CONSIGNE:
Recopie le passage du matériel qui va de la ligne contenant « In this exercise you will locate the white cloud » jusqu'à la fin, en remplaçant « white cloud » par « gray cloud » et en laissant tout le reste identique.

LIGNES DU MATÉRIEL:
>>>

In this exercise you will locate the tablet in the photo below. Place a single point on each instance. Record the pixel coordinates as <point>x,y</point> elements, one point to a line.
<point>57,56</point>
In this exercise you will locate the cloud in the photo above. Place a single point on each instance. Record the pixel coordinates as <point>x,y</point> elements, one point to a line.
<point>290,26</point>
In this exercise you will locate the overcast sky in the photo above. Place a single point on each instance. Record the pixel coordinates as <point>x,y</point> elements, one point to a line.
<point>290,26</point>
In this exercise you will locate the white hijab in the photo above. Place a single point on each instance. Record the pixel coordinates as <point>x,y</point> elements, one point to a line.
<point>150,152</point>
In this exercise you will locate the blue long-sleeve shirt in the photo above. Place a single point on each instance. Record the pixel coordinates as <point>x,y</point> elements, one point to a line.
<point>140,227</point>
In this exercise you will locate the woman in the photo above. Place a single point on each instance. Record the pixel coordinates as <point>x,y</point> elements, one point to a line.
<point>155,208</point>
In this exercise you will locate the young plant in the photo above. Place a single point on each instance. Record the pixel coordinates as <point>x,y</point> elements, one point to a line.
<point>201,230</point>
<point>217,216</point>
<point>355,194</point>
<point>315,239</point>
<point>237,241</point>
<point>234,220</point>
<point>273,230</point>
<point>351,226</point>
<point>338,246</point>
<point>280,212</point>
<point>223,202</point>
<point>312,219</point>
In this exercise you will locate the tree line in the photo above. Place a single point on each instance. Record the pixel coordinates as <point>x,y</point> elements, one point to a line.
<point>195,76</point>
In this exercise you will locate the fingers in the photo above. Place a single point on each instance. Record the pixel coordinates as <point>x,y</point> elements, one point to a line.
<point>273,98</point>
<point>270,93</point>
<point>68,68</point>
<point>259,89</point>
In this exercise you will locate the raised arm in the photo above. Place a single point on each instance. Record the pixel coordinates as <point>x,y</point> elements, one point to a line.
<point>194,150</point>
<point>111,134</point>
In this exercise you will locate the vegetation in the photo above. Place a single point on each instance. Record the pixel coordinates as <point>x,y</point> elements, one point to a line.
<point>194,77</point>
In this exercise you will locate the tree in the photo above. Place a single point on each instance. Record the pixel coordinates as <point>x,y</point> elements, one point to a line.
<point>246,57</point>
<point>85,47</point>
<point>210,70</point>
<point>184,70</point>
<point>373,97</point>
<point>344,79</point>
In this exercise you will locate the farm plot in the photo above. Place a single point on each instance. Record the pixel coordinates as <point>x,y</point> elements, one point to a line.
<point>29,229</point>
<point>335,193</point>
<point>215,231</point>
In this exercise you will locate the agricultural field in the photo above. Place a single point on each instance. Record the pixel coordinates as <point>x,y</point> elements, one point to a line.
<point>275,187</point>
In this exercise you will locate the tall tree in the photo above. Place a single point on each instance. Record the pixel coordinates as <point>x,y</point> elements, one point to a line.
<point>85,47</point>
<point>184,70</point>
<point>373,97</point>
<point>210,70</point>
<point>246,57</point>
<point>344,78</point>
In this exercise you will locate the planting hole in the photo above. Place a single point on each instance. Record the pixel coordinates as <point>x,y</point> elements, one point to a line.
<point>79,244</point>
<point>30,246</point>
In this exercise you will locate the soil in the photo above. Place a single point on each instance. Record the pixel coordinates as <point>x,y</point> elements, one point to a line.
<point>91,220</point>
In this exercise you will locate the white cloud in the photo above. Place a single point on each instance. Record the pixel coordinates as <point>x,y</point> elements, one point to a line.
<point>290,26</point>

<<<

RÉPONSE RÉDIGÉE:
In this exercise you will locate the gray cloud in the photo above. Place a single point on each instance. Record the pixel coordinates as <point>x,y</point> elements, one point to a line.
<point>290,26</point>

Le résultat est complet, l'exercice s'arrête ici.